#### [EXTRACT TO READ]
::::::

Quasi-BIC quality factors in GST metasurfaces stay robust to random trapezoidal shape variations

A machine-rendered reading of the paper's core claim, the machinery that carries it, and where it could break.

This paper examines the effects of lithography imperfections on quasi-bound states in the continuum in a one-dimensional metasurface made from Ge2Sb2Te5 bars that have trapezoidal cross-sections instead of perfect rectangles. It finds that random variations in the trapezoid angles from bar to bar do not significantly degrade the quality factor for either the amorphous or crystalline phases of the material. In the absence of material losses, the quality factor decreases proportionally to the square of the disorder strength, as shown by both analysis and simulations. The robustness holds particularly when the material dispersion is low near the resonance wavelength, making the structure suitable for applications requiring stable moderate quality factors and phase control.

Core claim

The quality factor of quasi-BICs supported by GST bars remains robust under random element-to-element variations of the trapezoid angle for both GST phases. Analytical and numerical estimates without material losses indicate that the Q factor scales inversely with the square of the disorder amplitude. Transition to identical isosceles trapezoids reduces the Q factor in the amorphous phase because of absorption changes linked to the resonance shift. The Q factor tolerates geometric imperfections when dispersion near the BIC wavelength is insignificant but varies when dispersion is substantial.

What carries the argument

quasi-bound states in the continuum (quasi-BICs) in a GST bar metasurface, where C2 symmetry preservation under random trapezoidal deviations enables robust Q-factor behavior against disorder

If this is right

  • The Q factor scales inversely quadratic with the amplitude of disorder when material losses are absent.
  • Both amorphous and crystalline GST phases exhibit Q-factor robustness to random trapezoid angle variations.
  • Substantial dispersion near the BIC wavelength alters the tolerance to geometric imperfections.
  • Stable moderate Q factors support phase-shifting applications in GST-based metasurfaces.

Where Pith is reading between the lines

These are editorial extensions of the paper, not claims the author makes directly.

  • Moderate fabrication variations in bar shapes may be acceptable for maintaining BIC performance in real devices.
  • Similar robustness properties could be tested in metasurfaces using other phase-change materials.
  • Practical photonic devices might benefit from relaxed precision requirements in lithography processes.

Load-bearing premise

The analysis assumes trapezoidal deviations represent the dominant imperfection and that C2 symmetry remains intact.

What would settle it

Experimental measurement of Q factors in fabricated samples with quantified random trapezoid angle variations, verifying the inverse-quadratic scaling in the absence of losses.

Figures

Figures reproduced from arXiv: 2605.05779 by Alexander I. Solomonov, Ekaterina E. Maslova, Kirill A. Bronnikov, Mikhail V. Rybin, Nikolai A. Vlasov, Zarina F. Kondratenko.

::::::

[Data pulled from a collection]
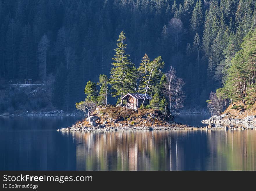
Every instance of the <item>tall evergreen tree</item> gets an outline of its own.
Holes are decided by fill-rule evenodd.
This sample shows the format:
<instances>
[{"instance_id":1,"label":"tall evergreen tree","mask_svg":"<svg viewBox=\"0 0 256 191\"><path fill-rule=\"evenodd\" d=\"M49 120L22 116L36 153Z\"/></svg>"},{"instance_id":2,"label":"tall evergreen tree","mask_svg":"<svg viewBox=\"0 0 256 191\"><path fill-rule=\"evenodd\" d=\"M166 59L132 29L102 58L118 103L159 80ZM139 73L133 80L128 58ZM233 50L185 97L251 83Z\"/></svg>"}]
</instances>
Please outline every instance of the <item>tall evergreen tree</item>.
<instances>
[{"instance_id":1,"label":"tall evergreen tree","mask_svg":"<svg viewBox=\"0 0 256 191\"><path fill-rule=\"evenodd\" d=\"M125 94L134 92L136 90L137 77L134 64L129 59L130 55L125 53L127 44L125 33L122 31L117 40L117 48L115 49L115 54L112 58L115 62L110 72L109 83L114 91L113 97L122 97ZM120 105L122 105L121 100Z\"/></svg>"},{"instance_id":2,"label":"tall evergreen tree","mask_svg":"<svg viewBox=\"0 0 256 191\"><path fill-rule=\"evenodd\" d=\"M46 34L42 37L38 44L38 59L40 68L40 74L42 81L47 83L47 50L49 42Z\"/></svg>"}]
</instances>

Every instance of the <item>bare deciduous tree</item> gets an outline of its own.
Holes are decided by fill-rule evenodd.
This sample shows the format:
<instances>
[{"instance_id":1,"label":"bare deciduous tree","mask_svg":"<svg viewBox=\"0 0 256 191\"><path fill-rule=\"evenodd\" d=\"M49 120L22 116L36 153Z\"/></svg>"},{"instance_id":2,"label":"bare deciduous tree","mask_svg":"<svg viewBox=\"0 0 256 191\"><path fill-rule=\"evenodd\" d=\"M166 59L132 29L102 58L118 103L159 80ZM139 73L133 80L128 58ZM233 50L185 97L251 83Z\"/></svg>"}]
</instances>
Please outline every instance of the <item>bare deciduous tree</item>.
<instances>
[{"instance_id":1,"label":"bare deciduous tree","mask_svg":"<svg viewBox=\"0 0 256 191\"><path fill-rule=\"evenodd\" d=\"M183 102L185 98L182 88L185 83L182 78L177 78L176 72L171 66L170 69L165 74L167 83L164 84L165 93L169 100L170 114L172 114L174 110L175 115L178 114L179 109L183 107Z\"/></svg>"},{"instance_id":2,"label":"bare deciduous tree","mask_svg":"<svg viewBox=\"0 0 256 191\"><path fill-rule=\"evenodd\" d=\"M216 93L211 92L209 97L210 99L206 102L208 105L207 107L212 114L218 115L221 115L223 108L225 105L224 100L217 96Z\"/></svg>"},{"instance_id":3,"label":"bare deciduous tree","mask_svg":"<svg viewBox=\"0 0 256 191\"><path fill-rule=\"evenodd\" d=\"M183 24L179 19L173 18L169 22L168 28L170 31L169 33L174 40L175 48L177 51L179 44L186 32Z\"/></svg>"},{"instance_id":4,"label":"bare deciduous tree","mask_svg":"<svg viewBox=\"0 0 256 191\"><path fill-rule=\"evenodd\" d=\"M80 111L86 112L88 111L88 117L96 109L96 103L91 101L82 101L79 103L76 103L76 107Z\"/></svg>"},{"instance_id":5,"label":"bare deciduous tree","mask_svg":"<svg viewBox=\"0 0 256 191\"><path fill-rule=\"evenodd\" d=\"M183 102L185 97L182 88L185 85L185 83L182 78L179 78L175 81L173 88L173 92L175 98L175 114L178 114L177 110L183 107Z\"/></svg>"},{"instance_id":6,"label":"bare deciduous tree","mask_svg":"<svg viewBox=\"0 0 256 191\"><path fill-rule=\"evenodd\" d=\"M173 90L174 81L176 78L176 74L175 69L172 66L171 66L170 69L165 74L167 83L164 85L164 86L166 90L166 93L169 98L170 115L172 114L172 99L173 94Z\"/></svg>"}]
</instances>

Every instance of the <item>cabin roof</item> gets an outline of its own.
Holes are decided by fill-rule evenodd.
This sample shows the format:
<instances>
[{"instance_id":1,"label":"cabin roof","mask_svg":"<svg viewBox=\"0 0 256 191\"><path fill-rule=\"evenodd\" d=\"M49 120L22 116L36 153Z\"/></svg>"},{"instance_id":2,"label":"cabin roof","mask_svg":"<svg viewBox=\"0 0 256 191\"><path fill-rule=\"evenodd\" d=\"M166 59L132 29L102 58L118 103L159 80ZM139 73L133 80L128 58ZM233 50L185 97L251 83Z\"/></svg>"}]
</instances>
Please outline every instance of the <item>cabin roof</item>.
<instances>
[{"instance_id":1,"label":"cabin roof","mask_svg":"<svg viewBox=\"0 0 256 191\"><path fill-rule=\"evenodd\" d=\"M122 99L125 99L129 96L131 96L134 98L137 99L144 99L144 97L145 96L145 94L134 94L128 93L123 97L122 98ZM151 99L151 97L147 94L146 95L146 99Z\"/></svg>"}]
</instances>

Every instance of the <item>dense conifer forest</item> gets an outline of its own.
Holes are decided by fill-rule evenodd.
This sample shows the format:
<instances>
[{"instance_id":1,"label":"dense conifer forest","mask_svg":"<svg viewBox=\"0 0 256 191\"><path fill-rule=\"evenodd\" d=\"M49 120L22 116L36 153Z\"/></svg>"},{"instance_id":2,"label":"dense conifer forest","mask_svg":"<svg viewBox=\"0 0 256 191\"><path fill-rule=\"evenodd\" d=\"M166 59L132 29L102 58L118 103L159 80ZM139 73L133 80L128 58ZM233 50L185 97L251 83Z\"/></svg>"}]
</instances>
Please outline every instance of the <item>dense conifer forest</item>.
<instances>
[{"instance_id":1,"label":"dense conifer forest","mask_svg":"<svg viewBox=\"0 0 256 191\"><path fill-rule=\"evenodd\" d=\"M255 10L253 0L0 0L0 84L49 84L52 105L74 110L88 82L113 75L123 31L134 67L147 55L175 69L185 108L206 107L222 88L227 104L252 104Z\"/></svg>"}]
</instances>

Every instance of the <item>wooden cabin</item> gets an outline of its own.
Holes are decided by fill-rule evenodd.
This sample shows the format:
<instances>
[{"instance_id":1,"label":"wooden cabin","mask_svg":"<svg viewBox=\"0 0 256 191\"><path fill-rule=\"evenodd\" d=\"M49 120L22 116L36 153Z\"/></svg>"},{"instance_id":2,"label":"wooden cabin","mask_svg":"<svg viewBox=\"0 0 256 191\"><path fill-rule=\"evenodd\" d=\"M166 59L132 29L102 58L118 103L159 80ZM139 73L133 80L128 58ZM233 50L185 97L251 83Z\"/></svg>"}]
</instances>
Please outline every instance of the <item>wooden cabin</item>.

::::::

#### [CHALLENGE 1]
Based on the summary on GST metasurfaces, does each statement agree with it? Answer yes or no, and quote the words that decide it.
(a) Random changes in trapezoid angle significantly lower the quality factor in the crystalline phase.
(b) With no material losses, the Q factor scales inversely with the square of the disorder amplitude.
(c) Switching to identical isosceles trapezoids raises the Q factor in the amorphous phase.
#### [CHALLENGE 2]
Answer these from the summary on GST metasurfaces:
(a) What material are the bars made of?
(b) Which symmetry does the analysis assume stays intact?
(c) What would settle the claim?
#### [CHALLENGE 3]
From the summary on GST metasurfaces, copy the part that opens with the words containing "The analysis assumes" and closes with "Zarina F. Kondratenko.", renaming "dominant imperfection" to "main imperfection".

#### [WORKED ANSWER 1]
(a) No: "do not significantly degrade the quality factor for either the amorphous or crystalline phases of the material"
(b) Yes: "the Q factor scales inversely with the square of the disorder amplitude"
(c) No: "Transition to identical isosceles trapezoids reduces the Q factor in the amorphous phase"

#### [WORKED ANSWER 2]
(a) Ge2Sb2Te5 (GST)
(b) C2 symmetry
(c) Experimental measurement of Q factors in fabricated samples with quantified random trapezoid angle variations, verifying the inverse-quadratic scaling in the absence of losses

#### [WORKED ANSWER 3]
The analysis assumes trapezoidal deviations represent the main imperfection and that C2 symmetry remains intact.

What would settle it

Experimental measurement of Q factors in fabricated samples with quantified random trapezoid angle variations, verifying the inverse-quadratic scaling in the absence of losses.

Figures

Figures reproduced from arXiv: 2605.05779 by Alexander I. Solomonov, Ekaterina E. Maslova, Kirill A. Bronnikov, Mikhail V. Rybin, Nikolai A. Vlasov, Zarina F. Kondratenko.